SUPPLIED INFORMATION —
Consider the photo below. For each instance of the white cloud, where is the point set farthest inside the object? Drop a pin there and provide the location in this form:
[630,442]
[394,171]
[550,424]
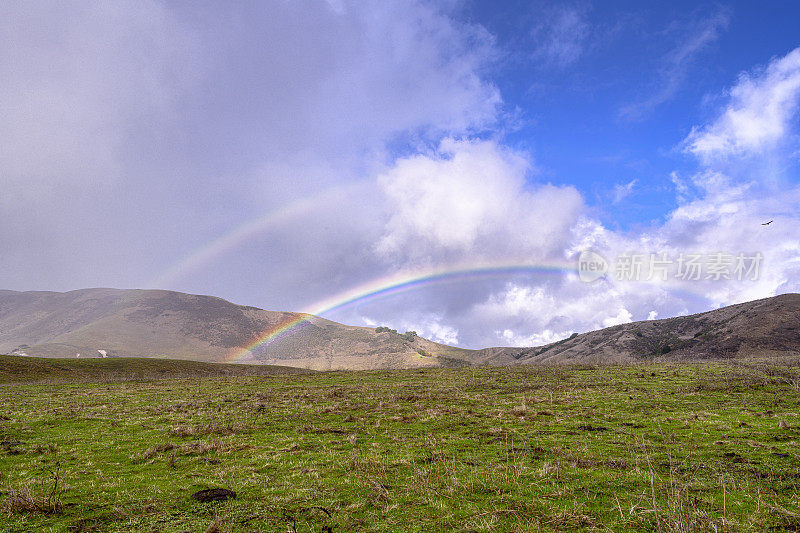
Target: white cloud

* * *

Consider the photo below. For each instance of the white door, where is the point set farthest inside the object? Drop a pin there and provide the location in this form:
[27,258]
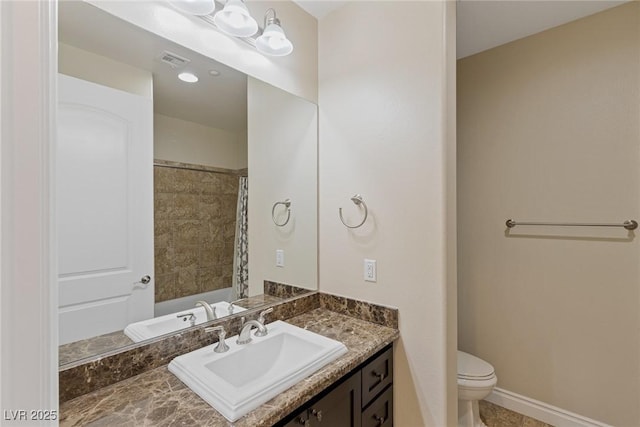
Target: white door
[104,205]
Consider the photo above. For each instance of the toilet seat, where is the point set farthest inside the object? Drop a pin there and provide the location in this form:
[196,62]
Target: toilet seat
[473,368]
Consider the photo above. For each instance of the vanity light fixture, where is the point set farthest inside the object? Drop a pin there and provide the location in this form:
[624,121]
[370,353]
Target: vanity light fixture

PROBLEM STATEMENT —
Rewrite the material starting at the line that contains "Consider the photo above. For each instance of the toilet" and ending at the line that contains "Target: vanity light fixture", with "Drop a pin" changed to "Place a marker" and all else unchanged.

REPLY TO THE EXERCISE —
Consider the photo above. For each instance of the toilet seat, where is the point set farthest inside the object? Place a marker there and provide the location in this form:
[196,62]
Target: toilet seat
[473,368]
Consider the photo above. For each instance of the vanity light fixture, where is the point set farthest inside the object? Place a marker there and provide the location in this form:
[624,121]
[370,353]
Target: vanity light fixture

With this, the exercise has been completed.